TEXT TO READ:
Anna is one of the most well-known women in the world. She is deadly serious in her ambitions, and her creation of her own mythology is fascinating. She deserves a more acute analysis of her life. But perhaps she didn’t want it.
To what degree she collaborated in the writing of this book is unclear. It’s not sold as an authorized biography, but it is evident from the staggering 78 pages of footnotes that Anna allowed and encouraged several close to her to speak.
Her friend and garden designer Miranda Brooks is on hand to add a warmth and humanity to the portrait; ex-partner Shelby Bryan, who claims not to recall why they broke up, is quoted on nothing very interesting; colleague Hamish Bowles, whom she has just anointed editor in chief of The World of Interiors, adds his tuppence worth. Tom Ford is one of the only big beasts of fashion to contribute.
While we get some delightful glimpses into her home life, such as her dancing under the disco ball at her Mastic compound on Long Island, there is little examination of her professional skills, or of her weaknesses, from people operating at a similar level. Where were the voices of the photographers who helped her create Vogue? We could have at least heard from those who remained after several, such as Mario Testino, Bruce Weber, and the late Patrick Demarchelier, were unceremoniously turfed out of the Condé Nast world after unproved accusations of sexual impropriety.
She deserves a more acute analysis of her life. But perhaps she didn’t want it.
I would have loved to hear what the big-name designers—Giorgio Armani, Ralph Lauren, Donatella Versace—could add to this portrait. Or power-broker C.E.O.’s such as Bernard Arnault and François-Henri Pinault, who sit beside her in the front row. They may have figured that since she’s still the editor of Vogue, silence, in this instance, is the best policy. Or maybe they weren’t asked?
Why did Serena Williams want her advice on how to win at tennis? Why did Hugh Jackman drop by to ask her opinion on casting? Instead, much of the narrative is bulked out by ex-assistants and other former employees whose chief contribution much of the time is that they remember seeing her in tears.
How often she seems to be crying, which is surely strange in a woman who, if this earnestly researched book is to be believed, simply terrifies people. Heaven knows quite why.
Over the 25 years that I edited British Vogue, I found Anna to be intelligent, driven, passionate about her causes, and on many occasions very kind. When I resigned from my position, she sent me a nice message and a few months later another, very empathetic one when my successor was named, understanding that the Le roi est mort, vive le roi moment is always difficult.
Yes, she was brutal when she wanted something for her magazine that conflicted with what I wanted for mine. And she could be mind-numbingly curt veering into all-out rudeness. But I lived to tell the tale after she put the phone down in mid-conversation a couple of times. It wasn’t that bad.
So how did this 70s London girl come to be a figure of such awe? Odell’s book faithfully charts the young Anna’s life, the well-off daughter of Evening Standard editor Charles Wintour and his American wife, Nonie. Anna’s interest in both journalism and politics came from her journalist father, and her less evident but still very present interest in social justice, from her mother.

[Region labeling listing]
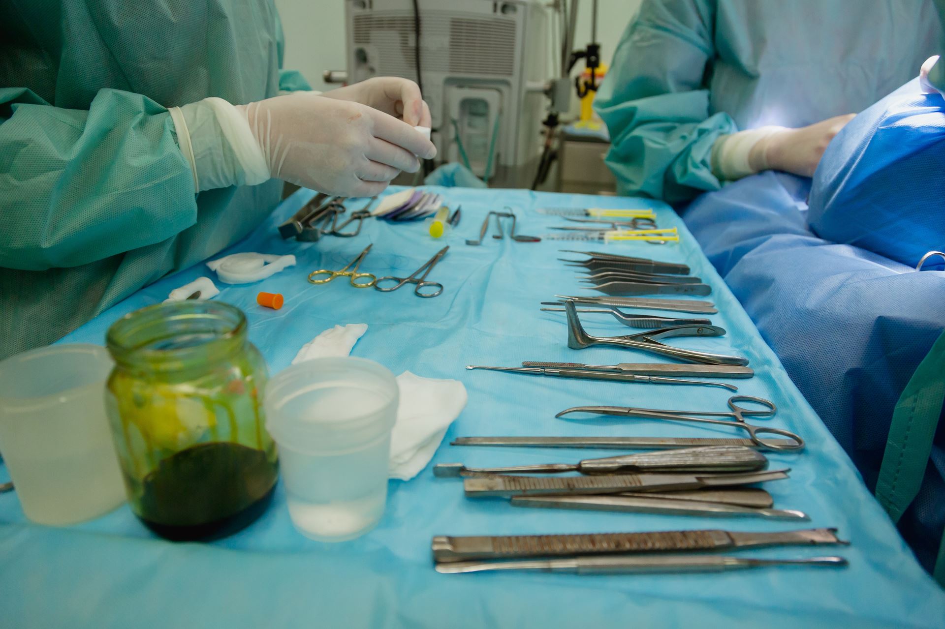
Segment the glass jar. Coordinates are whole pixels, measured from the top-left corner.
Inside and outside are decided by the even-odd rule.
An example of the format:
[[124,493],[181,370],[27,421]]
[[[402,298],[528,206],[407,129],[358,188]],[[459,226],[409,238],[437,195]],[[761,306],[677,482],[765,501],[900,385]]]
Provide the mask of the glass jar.
[[222,537],[252,522],[279,473],[265,427],[266,370],[247,321],[218,301],[148,306],[106,336],[106,405],[129,502],[168,539]]

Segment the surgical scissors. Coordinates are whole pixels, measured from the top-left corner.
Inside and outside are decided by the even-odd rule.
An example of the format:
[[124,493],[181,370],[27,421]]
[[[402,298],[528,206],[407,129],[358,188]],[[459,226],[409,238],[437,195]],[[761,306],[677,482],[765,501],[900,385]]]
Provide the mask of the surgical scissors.
[[[374,288],[376,290],[381,291],[382,293],[389,293],[390,291],[396,291],[404,284],[411,283],[411,284],[417,284],[414,287],[414,295],[416,295],[417,297],[422,297],[422,298],[437,297],[438,295],[443,292],[443,284],[439,283],[438,281],[427,281],[426,276],[430,274],[430,271],[432,271],[433,267],[437,265],[437,263],[439,262],[440,258],[446,255],[446,250],[449,248],[450,248],[449,245],[441,248],[439,251],[437,252],[437,255],[427,260],[422,266],[421,266],[419,269],[411,273],[409,277],[398,278],[393,275],[388,275],[383,278],[378,278],[376,280],[374,280]],[[420,275],[421,273],[422,273],[423,275]],[[397,283],[394,286],[389,286],[387,288],[381,288],[380,284],[382,281],[396,281]],[[431,286],[436,290],[433,293],[423,293],[422,290],[427,286]]]
[[[368,251],[370,251],[371,246],[373,246],[373,244],[364,247],[364,251],[359,253],[357,258],[351,261],[350,263],[345,264],[344,268],[338,269],[337,271],[333,271],[327,268],[319,268],[318,271],[312,271],[311,273],[308,274],[308,280],[313,284],[327,284],[335,278],[344,277],[349,279],[351,285],[353,286],[354,288],[370,288],[371,286],[374,285],[374,282],[377,281],[377,278],[371,275],[370,273],[358,273],[357,269],[361,265],[361,261],[363,261],[364,257],[368,255]],[[314,280],[313,278],[315,278],[315,276],[317,275],[327,275],[328,277],[319,280]],[[369,281],[368,281],[367,283],[357,281],[362,278],[368,278]]]
[[[739,406],[738,402],[753,402],[765,408],[752,409]],[[719,426],[734,426],[748,434],[748,438],[757,446],[767,448],[768,450],[801,450],[804,447],[804,440],[794,433],[790,433],[780,428],[768,428],[767,426],[755,426],[745,421],[745,417],[770,417],[778,412],[778,407],[769,400],[755,398],[754,396],[732,396],[729,398],[729,413],[709,412],[709,411],[665,411],[651,408],[631,408],[627,406],[575,406],[561,411],[556,417],[561,417],[571,413],[593,413],[595,415],[613,415],[623,417],[651,417],[653,419],[670,419],[673,421],[698,421],[707,424],[717,424]],[[692,416],[704,416],[695,417]],[[734,421],[723,419],[712,419],[710,417],[733,417]],[[759,437],[759,434],[777,434],[787,437],[794,443],[775,443],[765,441]]]

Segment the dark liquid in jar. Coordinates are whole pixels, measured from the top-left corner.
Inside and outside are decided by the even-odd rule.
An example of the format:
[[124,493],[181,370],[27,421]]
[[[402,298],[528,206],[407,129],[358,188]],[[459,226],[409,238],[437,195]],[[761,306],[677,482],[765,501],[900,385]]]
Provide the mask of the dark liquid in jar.
[[136,515],[167,539],[225,537],[266,511],[278,469],[266,452],[239,444],[194,446],[145,477]]

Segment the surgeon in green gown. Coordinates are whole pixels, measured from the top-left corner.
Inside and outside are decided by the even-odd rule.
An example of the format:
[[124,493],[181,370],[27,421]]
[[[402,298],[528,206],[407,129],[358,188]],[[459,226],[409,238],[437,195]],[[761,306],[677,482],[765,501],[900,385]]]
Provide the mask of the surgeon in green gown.
[[0,359],[235,243],[284,180],[372,196],[435,154],[415,83],[319,95],[282,56],[272,0],[0,0]]
[[595,109],[624,195],[810,177],[852,117],[945,49],[943,0],[644,0]]

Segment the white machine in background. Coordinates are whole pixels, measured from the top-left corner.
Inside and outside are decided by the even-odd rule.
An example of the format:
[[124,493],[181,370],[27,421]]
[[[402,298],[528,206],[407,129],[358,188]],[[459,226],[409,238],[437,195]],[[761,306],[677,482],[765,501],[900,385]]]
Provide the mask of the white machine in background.
[[549,54],[553,10],[531,0],[419,0],[417,7],[415,13],[413,0],[346,0],[348,81],[418,81],[433,118],[437,164],[468,162],[490,185],[530,186],[546,84],[558,72]]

REQUIREMENTS:
a) Reproduce, unchanged, the stretch of the listing from the line containing "Segment the surgeon" through the end of the listing.
b) Carry on the review of Odell's book about Anna from the point where it stops.
The review above and the listing have nothing to do with each other.

RESULTS FOR EACH TASK:
a)
Segment the surgeon in green gown. Coordinates are whole pixels, measured from the top-left corner.
Inside and outside are decided by the even-odd rule.
An example of the format:
[[124,493],[181,370],[27,421]]
[[[402,298],[528,206],[407,129],[358,188]],[[459,226],[409,238],[437,195]],[[761,306],[677,482],[765,501],[900,385]]]
Provide the mask of the surgeon in green gown.
[[0,359],[235,243],[284,180],[372,196],[435,154],[415,83],[319,95],[282,56],[272,0],[0,0]]
[[595,109],[624,195],[810,177],[852,117],[945,49],[943,0],[644,0]]

Segment the white machine in background. Coordinates are whole pixels, measured from the top-left corner.
Inside and outside are decided by the even-odd rule.
An example of the format:
[[124,493],[181,370],[27,421]]
[[[402,298],[528,206],[407,129],[358,188]],[[459,226],[409,238],[437,195]],[[761,306],[677,482],[765,501],[900,385]]]
Provide the mask of the white machine in background.
[[549,54],[553,10],[531,0],[419,0],[417,7],[415,13],[413,0],[346,0],[348,81],[418,81],[433,118],[437,164],[468,162],[490,185],[530,186],[546,84],[558,72]]

b)
The trademark fringe, dark glasses and minute attention to her appearance were there from her teens, as was a fascination with magazines and a refusal to think that courtesy much mattered. Even as a relative junior when looking at a young photographer’s portfolio, she wouldn’t bother to go through the usual niceties of finding something pleasant to say before rejecting the work.
I lived to tell the tale after she put the phone down in mid-conversation a couple of times.
Anna has always used silence as a well-honed weapon. An old friend tells me of going to the Tramp nightclub with her and her beau of the time, rakish journalist Jon Bradshaw. “Anna was going through one of her silent phases and just sat there,” the friend recalls. I asked why she held any appeal for this very attractive man if she didn’t contribute. “Oh, he was fascinated by her,” she said. “They all were.”
That fascination was shared by her early mentor at Condé Nast, deputy chairman Alexander Liberman; her longtime boss, chairman Si Newhouse; and, seemingly, given her new role overseeing all the global “brands,” her current boss, C.E.O. Roger Lynch. And that ability to keep her counsel has stood her in good stead in the game of snakes and ladders of corporate power.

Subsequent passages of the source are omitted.